| EXERCISE BRIEF |
Convert the material below into a JSON list of strings with one string per line, skipping any blank lines.

| SOURCE DATA |
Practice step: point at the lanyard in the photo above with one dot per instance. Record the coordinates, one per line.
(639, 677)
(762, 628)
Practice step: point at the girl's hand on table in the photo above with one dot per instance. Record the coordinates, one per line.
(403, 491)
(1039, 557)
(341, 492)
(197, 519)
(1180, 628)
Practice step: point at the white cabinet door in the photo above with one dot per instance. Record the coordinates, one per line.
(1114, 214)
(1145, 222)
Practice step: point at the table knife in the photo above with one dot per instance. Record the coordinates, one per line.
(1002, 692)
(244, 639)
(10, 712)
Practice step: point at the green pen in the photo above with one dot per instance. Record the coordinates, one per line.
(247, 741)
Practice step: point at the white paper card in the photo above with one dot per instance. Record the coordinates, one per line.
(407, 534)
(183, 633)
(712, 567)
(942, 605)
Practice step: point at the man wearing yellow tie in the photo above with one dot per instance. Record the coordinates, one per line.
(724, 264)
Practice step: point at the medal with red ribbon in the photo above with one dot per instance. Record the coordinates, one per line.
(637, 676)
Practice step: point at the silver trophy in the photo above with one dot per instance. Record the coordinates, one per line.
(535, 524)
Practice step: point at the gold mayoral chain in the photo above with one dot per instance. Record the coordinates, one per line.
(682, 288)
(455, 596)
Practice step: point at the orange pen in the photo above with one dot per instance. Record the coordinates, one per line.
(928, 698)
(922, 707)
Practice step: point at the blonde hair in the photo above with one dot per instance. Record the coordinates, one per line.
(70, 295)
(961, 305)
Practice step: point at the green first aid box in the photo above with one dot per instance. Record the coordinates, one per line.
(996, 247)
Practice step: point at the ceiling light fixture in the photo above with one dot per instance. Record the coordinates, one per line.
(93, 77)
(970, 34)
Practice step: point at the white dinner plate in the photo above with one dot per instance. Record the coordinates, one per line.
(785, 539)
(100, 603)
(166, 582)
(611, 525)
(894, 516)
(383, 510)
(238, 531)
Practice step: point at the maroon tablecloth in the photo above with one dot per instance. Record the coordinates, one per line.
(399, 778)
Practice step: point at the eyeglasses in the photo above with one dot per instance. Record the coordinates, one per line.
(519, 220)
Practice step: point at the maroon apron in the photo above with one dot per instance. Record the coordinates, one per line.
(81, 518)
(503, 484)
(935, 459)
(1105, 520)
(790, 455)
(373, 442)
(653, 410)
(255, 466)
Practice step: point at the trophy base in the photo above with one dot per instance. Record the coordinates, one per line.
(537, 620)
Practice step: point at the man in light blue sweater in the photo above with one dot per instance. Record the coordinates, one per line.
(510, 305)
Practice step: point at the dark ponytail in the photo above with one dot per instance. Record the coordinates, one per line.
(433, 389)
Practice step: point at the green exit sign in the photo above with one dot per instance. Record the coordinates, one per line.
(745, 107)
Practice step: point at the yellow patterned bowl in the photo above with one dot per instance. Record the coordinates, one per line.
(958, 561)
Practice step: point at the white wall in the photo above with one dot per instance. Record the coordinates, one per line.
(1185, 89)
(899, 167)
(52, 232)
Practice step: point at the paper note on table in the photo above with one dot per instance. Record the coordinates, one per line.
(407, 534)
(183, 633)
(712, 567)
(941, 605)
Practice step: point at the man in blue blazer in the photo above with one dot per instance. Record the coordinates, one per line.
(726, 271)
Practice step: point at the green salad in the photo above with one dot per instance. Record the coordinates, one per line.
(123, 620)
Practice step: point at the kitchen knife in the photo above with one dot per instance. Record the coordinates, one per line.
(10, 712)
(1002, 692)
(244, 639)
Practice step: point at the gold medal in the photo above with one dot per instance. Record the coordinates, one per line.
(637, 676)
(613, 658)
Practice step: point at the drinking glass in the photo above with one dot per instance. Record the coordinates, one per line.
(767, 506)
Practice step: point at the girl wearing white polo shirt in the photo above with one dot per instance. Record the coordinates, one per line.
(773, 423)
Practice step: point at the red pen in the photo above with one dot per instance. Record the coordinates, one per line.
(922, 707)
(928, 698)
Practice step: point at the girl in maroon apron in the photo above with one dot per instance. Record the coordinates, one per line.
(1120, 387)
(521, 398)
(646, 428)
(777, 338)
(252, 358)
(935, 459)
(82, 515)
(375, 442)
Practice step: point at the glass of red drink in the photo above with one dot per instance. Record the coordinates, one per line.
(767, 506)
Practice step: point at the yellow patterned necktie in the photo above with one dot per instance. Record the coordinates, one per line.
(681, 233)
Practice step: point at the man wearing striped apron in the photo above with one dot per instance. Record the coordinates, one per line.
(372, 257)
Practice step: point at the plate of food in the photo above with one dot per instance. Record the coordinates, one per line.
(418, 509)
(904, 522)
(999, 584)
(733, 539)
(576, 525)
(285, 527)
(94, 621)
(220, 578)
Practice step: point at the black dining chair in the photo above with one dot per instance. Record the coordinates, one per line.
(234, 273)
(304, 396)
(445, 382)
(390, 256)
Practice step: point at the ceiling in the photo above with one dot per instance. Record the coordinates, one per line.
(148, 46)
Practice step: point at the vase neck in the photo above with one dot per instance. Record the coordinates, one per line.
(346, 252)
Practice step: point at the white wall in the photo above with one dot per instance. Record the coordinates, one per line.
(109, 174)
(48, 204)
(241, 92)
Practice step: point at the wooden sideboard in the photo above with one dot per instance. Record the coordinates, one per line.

| WRITTEN SOLUTION |
[
  "Practice step: point at the lanyard in the photo above with one dot per instance. Record the coordinates, one per line.",
  "(639, 677)",
  "(762, 628)",
  "Practice step: point at the girl's hand on table in the photo above with one dot per instance. Record the coordinates, one per line.",
  "(403, 491)",
  "(1039, 557)",
  "(341, 492)",
  "(197, 519)",
  "(1180, 628)",
  "Practice step: point at the white cabinet door in the photo above with one dot per instance. Record the coordinates, one per line.",
  "(1114, 214)",
  "(1145, 222)",
  "Practice step: point at the table knife in the photo above with one dot per instance. Record the coordinates, one per line.",
  "(1002, 692)",
  "(244, 639)",
  "(10, 712)",
  "Practice step: point at the green pen in the photo above with one dot per instance. Record the coordinates, one per line.",
  "(247, 741)",
  "Practice step: point at the white paper card in the photo above with one dot per instance. Record the coordinates, one per line.",
  "(407, 534)",
  "(183, 633)",
  "(712, 567)",
  "(942, 605)",
  "Practice step: point at the man wearing yellow tie in the photo above with one dot per instance. Record the coordinates, one per line.",
  "(724, 264)",
  "Practice step: point at the medal with red ribbon in the photo above with one dot per instance. Record the coordinates, one per line.",
  "(637, 676)",
  "Practice step: point at the silver trophy in the photo above with one dot per instance. Record the coordinates, one per line.",
  "(535, 524)",
  "Practice step: point at the gold mayoral chain in the photo above with one dot per instance. Record the coordinates, one per line.",
  "(682, 288)",
  "(455, 596)",
  "Practice step: point at the orange pen in the photo above with one dot per instance. Record the coordinates, one per line.",
  "(928, 698)",
  "(922, 707)",
  "Practice step: point at the blonde hair in the photo above with one dot per instance. Record the coordinates, one per line.",
  "(70, 295)",
  "(961, 305)",
  "Practice step: point at the green first aid box in the photo above with one dot per instance. Record the coordinates, one per line.",
  "(996, 247)",
  "Practice step: point at the ceiling light fixture in the photo above with one dot per instance. Record the coordinates, one per line.",
  "(93, 77)",
  "(970, 34)",
  "Practice step: point at the white dinner plate in the photo above with one dot per instance. Record the coordinates, one per line.",
  "(785, 539)",
  "(100, 603)",
  "(166, 582)",
  "(611, 525)",
  "(894, 516)",
  "(383, 510)",
  "(238, 531)",
  "Practice step: point at the maroon tablecloth in the photo above with one dot per instance. Record the coordinates, one per line.",
  "(399, 778)",
  "Practice step: point at the eyeglasses in the photo above with one dot per instance. Record the coordinates, one per line.",
  "(519, 220)",
  "Practice step: point at the maroon apron in the photo above with one dot per instance. Record the coordinates, one per line.",
  "(81, 518)",
  "(503, 484)",
  "(935, 459)",
  "(1105, 520)",
  "(790, 455)",
  "(373, 442)",
  "(653, 410)",
  "(255, 466)",
  "Practice step: point at the trophy base in the photo above with one dot per instance. Record the coordinates, one per line.",
  "(537, 620)",
  "Practice step: point at the man in light blue sweater in the photo above with one dot per instance. Record the coordinates, one per line.",
  "(510, 305)",
  "Practice step: point at the dark ponytail in the photo above with one dot per instance. Record the coordinates, one per line.",
  "(433, 389)",
  "Practice step: point at the green exit sign in the photo above with one dot per instance. Record the coordinates, one per line.",
  "(745, 107)",
  "Practice step: point at the yellow patterned bowl in the photo above with one dot per instance. Record the coordinates, one per line.",
  "(958, 561)",
  "Practice step: point at the white wall in the photo above with one dot per instance. Record the coordinates, one per line.",
  "(1185, 89)",
  "(899, 167)",
  "(52, 232)",
  "Practice step: point at the paper note on table in the photo above with one dot per instance. Record the coordinates, one per line.",
  "(407, 534)",
  "(183, 633)",
  "(712, 567)",
  "(941, 605)",
  "Practice step: point at the man in blue blazer in the photo above with one dot per instance. Record the coordinates, one per line.",
  "(726, 271)",
  "Practice step: point at the green salad in the photo above with one dot per instance. Record the coordinates, one per line.",
  "(123, 620)",
  "Practice step: point at the kitchen knife in the photo above with one dot per instance. Record the coordinates, one per line.",
  "(10, 712)",
  "(1002, 692)",
  "(244, 639)",
  "Practice step: point at the gold medal in the photo above with one dot per instance. Record the coordinates, one per line.",
  "(637, 676)",
  "(613, 658)",
  "Practice step: point at the drinking glass in the photo above with one dot per instance. Record the coordinates, one per line.",
  "(767, 506)",
  "Practice step: point at the girl wearing white polo shirt in the photo above with one dot per instance. Record the coordinates, one per line.",
  "(773, 423)",
  "Practice step: point at the red pen in the photo above with one dot per instance. Record the coordinates, one per line.",
  "(922, 707)",
  "(928, 698)",
  "Practice step: point at the girl in maroon apron in the photo above with one dot per instance. Record the coordinates, one per line.",
  "(1120, 387)",
  "(521, 398)",
  "(646, 428)",
  "(777, 338)",
  "(252, 358)",
  "(935, 459)",
  "(82, 515)",
  "(375, 442)",
  "Practice step: point at the glass of red drink in the photo above with one dot per instance. Record the coordinates, one per line.",
  "(767, 506)",
  "Practice step: point at the yellow patterned necktie in the photo above with one dot per instance. Record the coordinates, one per line.",
  "(681, 233)",
  "Practice step: point at the man wearing striped apron in the photo above with one dot per instance. Record the coordinates, one per line.",
  "(372, 257)",
  "Practice step: point at the plate of food in the photo above with one dot per instance. Record the coordinates, one per line.",
  "(418, 509)",
  "(904, 522)",
  "(999, 584)",
  "(733, 539)",
  "(576, 525)",
  "(285, 527)",
  "(94, 621)",
  "(220, 578)",
  "Practice step: point at the black dining chair in the photo above with one dot per instance. Record the coordinates, one per line.",
  "(234, 273)",
  "(304, 396)",
  "(445, 382)",
  "(390, 256)",
  "Practice step: point at the ceiling in the photo above with one dot per instance. Record the coordinates, one per line.",
  "(148, 46)",
  "Practice step: point at the vase neck in the photo above with one dot per instance. Record the coordinates, one per line.",
  "(346, 252)",
  "Practice step: point at the white wall in the photo above with one dot per instance. Record the coordinates, one per line.",
  "(109, 174)",
  "(48, 204)",
  "(241, 92)",
  "Practice step: point at the wooden sideboard in the photo above with one dot per instance. Record the coordinates, one per line."
]